Image boundary labeling items:
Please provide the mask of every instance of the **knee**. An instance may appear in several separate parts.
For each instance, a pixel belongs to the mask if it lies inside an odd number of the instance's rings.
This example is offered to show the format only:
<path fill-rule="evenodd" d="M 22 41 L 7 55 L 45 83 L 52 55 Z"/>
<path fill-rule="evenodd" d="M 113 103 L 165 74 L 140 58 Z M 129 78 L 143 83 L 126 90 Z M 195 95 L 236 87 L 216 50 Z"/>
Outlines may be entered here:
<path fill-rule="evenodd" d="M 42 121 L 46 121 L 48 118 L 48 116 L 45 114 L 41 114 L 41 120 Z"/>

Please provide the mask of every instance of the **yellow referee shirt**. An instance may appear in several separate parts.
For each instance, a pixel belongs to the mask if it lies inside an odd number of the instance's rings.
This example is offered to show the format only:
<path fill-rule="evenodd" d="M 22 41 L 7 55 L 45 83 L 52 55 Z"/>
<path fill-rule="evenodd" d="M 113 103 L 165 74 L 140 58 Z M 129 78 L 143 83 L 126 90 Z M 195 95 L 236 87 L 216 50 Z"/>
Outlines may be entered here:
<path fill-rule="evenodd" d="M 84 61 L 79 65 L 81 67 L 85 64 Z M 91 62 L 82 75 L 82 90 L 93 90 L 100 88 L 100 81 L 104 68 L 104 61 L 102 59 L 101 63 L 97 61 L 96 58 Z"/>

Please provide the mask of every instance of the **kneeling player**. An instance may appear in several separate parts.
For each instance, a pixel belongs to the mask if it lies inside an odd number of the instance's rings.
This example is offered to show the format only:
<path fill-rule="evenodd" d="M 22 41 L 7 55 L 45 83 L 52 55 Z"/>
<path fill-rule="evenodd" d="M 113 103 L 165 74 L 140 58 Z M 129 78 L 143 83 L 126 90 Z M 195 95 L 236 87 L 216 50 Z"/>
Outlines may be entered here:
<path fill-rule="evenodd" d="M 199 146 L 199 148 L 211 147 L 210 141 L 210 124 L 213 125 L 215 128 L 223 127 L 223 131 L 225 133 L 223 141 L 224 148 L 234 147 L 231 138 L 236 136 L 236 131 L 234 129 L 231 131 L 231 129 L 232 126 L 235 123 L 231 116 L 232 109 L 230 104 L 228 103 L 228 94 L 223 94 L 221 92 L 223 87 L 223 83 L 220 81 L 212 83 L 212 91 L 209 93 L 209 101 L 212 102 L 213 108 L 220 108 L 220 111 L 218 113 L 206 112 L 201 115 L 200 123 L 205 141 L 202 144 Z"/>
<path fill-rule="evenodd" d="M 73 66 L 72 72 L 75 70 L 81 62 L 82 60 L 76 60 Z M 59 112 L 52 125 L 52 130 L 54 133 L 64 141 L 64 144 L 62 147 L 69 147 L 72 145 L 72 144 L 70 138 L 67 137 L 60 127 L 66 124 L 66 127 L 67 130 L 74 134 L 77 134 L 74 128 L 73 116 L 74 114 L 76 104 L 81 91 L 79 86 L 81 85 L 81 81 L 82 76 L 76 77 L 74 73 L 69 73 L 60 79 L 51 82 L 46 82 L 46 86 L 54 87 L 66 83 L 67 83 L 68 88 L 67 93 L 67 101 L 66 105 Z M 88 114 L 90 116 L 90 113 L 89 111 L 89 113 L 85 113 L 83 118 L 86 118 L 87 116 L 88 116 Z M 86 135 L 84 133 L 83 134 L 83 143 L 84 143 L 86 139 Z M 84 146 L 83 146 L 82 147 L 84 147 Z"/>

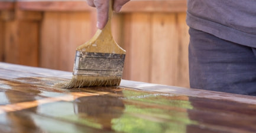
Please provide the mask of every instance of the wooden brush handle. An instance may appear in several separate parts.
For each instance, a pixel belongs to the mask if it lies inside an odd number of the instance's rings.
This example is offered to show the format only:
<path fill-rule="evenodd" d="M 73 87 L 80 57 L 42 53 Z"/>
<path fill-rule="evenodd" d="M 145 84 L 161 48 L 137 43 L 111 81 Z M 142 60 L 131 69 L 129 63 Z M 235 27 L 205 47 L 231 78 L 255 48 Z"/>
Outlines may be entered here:
<path fill-rule="evenodd" d="M 89 52 L 101 52 L 125 54 L 125 51 L 121 48 L 114 40 L 111 32 L 111 18 L 113 14 L 113 1 L 109 0 L 109 17 L 108 22 L 103 29 L 98 29 L 88 42 L 78 46 L 77 51 Z"/>

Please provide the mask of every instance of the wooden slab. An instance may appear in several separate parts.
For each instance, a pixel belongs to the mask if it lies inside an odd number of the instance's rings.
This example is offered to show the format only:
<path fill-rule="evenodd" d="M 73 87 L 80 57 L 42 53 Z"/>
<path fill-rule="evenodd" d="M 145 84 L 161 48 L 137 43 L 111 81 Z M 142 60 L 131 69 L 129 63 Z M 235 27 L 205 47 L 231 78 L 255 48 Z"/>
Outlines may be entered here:
<path fill-rule="evenodd" d="M 123 80 L 62 89 L 72 73 L 0 63 L 1 132 L 255 132 L 256 97 Z"/>

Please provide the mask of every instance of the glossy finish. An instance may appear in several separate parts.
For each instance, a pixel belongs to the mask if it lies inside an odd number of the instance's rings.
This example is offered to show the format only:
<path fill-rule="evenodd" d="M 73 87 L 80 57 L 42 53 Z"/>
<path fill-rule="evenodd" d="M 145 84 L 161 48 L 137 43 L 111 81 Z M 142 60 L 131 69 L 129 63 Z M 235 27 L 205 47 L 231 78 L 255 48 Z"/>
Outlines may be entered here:
<path fill-rule="evenodd" d="M 0 63 L 0 132 L 255 132 L 256 98 L 122 81 L 60 88 L 71 72 Z"/>

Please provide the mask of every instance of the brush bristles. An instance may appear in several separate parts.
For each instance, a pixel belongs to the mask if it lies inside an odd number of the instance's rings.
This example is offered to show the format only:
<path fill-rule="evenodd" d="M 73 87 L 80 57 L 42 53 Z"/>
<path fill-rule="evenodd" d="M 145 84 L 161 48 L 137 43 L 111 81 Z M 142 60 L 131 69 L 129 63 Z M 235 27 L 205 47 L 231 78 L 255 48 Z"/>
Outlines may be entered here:
<path fill-rule="evenodd" d="M 93 86 L 118 86 L 121 78 L 73 75 L 70 82 L 64 88 L 83 88 Z"/>

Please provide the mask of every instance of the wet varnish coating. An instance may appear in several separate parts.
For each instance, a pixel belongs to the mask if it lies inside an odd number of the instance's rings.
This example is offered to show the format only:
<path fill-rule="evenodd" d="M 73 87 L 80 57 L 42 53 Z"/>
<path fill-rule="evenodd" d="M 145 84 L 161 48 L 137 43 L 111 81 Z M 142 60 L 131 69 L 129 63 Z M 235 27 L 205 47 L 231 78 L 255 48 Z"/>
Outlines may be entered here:
<path fill-rule="evenodd" d="M 255 132 L 253 97 L 122 81 L 65 89 L 63 71 L 0 63 L 0 132 Z"/>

> [Given instruction]: Please transcribe the lines of every item above word for word, leaving out the pictures.

> [Response]:
Please provide the mask of every instance of the **knee**. An instance may appear in several separate parts.
For each instance, a pixel belongs to the mask if it lies inside an odd number of the instance's rings.
This example is offered to show the format only:
<path fill-rule="evenodd" d="M 22 41 L 7 55 L 45 83 L 52 55 Z"/>
<path fill-rule="evenodd" d="M 113 103 L 165 74 L 140 58 Z M 129 78 L 143 83 L 126 90 Z M 195 95 L 236 87 L 216 50 Z"/>
Outlines may be entered here:
<path fill-rule="evenodd" d="M 42 121 L 46 121 L 48 118 L 48 116 L 45 114 L 41 114 L 41 120 Z"/>

Please provide the mask of every instance of the **yellow referee shirt**. An instance may appear in several separate parts.
For each instance, a pixel belongs to the mask if it lies inside an odd number of the instance's rings.
This example is offered to show the format only:
<path fill-rule="evenodd" d="M 22 41 L 7 55 L 45 83 L 52 55 Z"/>
<path fill-rule="evenodd" d="M 113 103 L 165 74 L 140 58 Z M 129 78 L 143 83 L 126 90 Z M 195 95 L 236 87 L 216 50 Z"/>
Outlines may be entered here:
<path fill-rule="evenodd" d="M 84 61 L 79 65 L 81 67 L 85 64 Z M 91 62 L 82 75 L 82 90 L 93 90 L 100 88 L 100 81 L 104 68 L 104 61 L 102 59 L 101 63 L 97 61 L 96 58 Z"/>

Please provide the mask of every instance of the **kneeling player**. An instance may appear in several separate parts.
For each instance, a pixel belongs to the mask if it lies inside an odd number of the instance's rings.
This example is offered to show the format only:
<path fill-rule="evenodd" d="M 22 41 L 7 55 L 45 83 L 52 55 Z"/>
<path fill-rule="evenodd" d="M 113 103 L 165 74 L 140 58 Z M 129 78 L 143 83 L 126 90 Z M 195 95 L 236 87 L 216 50 Z"/>
Outlines may be entered here:
<path fill-rule="evenodd" d="M 199 146 L 199 148 L 211 147 L 210 141 L 210 124 L 213 125 L 215 128 L 223 127 L 223 131 L 225 133 L 223 141 L 224 148 L 234 147 L 231 138 L 236 136 L 236 131 L 234 129 L 231 131 L 231 129 L 232 126 L 235 123 L 231 116 L 232 109 L 230 104 L 228 103 L 228 94 L 223 94 L 221 92 L 223 87 L 223 83 L 220 81 L 212 83 L 212 91 L 209 93 L 209 101 L 212 102 L 213 108 L 220 108 L 220 111 L 218 113 L 206 112 L 201 115 L 200 123 L 205 141 L 202 144 Z"/>
<path fill-rule="evenodd" d="M 73 66 L 72 72 L 75 70 L 81 62 L 82 60 L 76 60 Z M 59 112 L 52 125 L 52 130 L 54 133 L 64 141 L 64 144 L 62 147 L 69 147 L 72 145 L 72 144 L 70 138 L 67 137 L 60 127 L 66 124 L 66 127 L 67 130 L 74 134 L 77 134 L 74 128 L 73 116 L 74 114 L 76 104 L 81 91 L 79 86 L 81 85 L 81 81 L 82 76 L 76 77 L 74 73 L 69 73 L 60 79 L 51 82 L 46 82 L 46 86 L 54 87 L 66 83 L 67 83 L 68 88 L 67 93 L 67 101 L 66 105 Z M 88 114 L 90 116 L 90 113 L 89 111 L 89 113 L 85 113 L 83 118 L 86 118 L 87 116 L 88 116 Z M 86 135 L 84 133 L 83 134 L 83 143 L 84 143 L 86 139 Z M 84 146 L 83 146 L 82 147 L 84 147 Z"/>

Please provide the mask of every instance of the wooden brush handle. An instance may appear in several separate parts.
For each instance, a pixel belongs to the mask if it lies inside an odd number of the instance's rings.
This example is offered to show the format only:
<path fill-rule="evenodd" d="M 73 87 L 80 57 L 42 53 Z"/>
<path fill-rule="evenodd" d="M 145 84 L 161 48 L 137 43 L 111 81 Z M 142 60 L 131 69 L 129 63 Z M 235 27 L 205 47 L 231 78 L 255 48 Z"/>
Outlines may be entered here:
<path fill-rule="evenodd" d="M 89 52 L 101 52 L 125 54 L 125 51 L 121 48 L 114 40 L 111 32 L 111 18 L 113 14 L 113 1 L 109 0 L 109 17 L 108 22 L 103 29 L 98 29 L 88 42 L 78 46 L 77 51 Z"/>

Please provide the mask of every instance of the wooden slab. An instance may appear in several separate parts.
For each instance, a pixel belongs to the mask if it lies inside an odd number of the instance's rings.
This example is offered to show the format only:
<path fill-rule="evenodd" d="M 73 87 L 80 57 L 42 53 Z"/>
<path fill-rule="evenodd" d="M 145 84 L 161 48 L 137 43 L 111 81 Z M 142 60 L 131 69 L 129 63 Z M 235 27 L 205 47 L 231 78 L 255 48 Z"/>
Outlines may be entered here:
<path fill-rule="evenodd" d="M 123 80 L 62 89 L 72 73 L 0 63 L 1 132 L 255 132 L 256 97 Z"/>

Please provide the mask of every instance of the glossy finish. An instance may appear in several separate parts.
For each instance, a pixel belongs to the mask if it lies inside an odd number of the instance's rings.
This example is offered to show the format only:
<path fill-rule="evenodd" d="M 73 87 L 80 57 L 42 53 Z"/>
<path fill-rule="evenodd" d="M 145 84 L 161 48 L 137 43 L 111 81 Z M 142 60 L 131 69 L 129 63 Z M 235 27 L 205 47 L 231 78 L 255 48 Z"/>
Outlines may be entered here:
<path fill-rule="evenodd" d="M 0 63 L 0 132 L 255 132 L 256 98 L 122 81 L 60 88 L 71 72 Z"/>

Please provide the mask of every instance of the brush bristles. An instance may appear in several separate parts.
For each instance, a pixel belongs to the mask if it lies inside an odd number of the instance's rings.
This example is offered to show the format only:
<path fill-rule="evenodd" d="M 73 87 L 80 57 L 42 53 Z"/>
<path fill-rule="evenodd" d="M 145 84 L 161 48 L 137 43 L 111 81 Z M 142 60 L 131 69 L 129 63 Z M 235 27 L 205 47 L 231 78 L 255 48 Z"/>
Outlines may be entered here:
<path fill-rule="evenodd" d="M 93 86 L 118 86 L 121 78 L 73 75 L 70 82 L 64 88 L 83 88 Z"/>

Please provide the mask of every instance of the wet varnish coating. An instance may appear in several separate parts.
For each instance, a pixel belongs to the mask if it lies inside an odd number of the instance's rings.
This example is offered to show the format only:
<path fill-rule="evenodd" d="M 73 87 L 80 57 L 42 53 Z"/>
<path fill-rule="evenodd" d="M 145 84 L 161 48 L 137 43 L 111 81 Z M 142 60 L 131 69 L 129 63 Z M 235 27 L 205 47 L 231 78 L 255 48 Z"/>
Outlines may be entered here:
<path fill-rule="evenodd" d="M 255 132 L 253 97 L 122 81 L 65 89 L 63 71 L 0 63 L 0 132 Z"/>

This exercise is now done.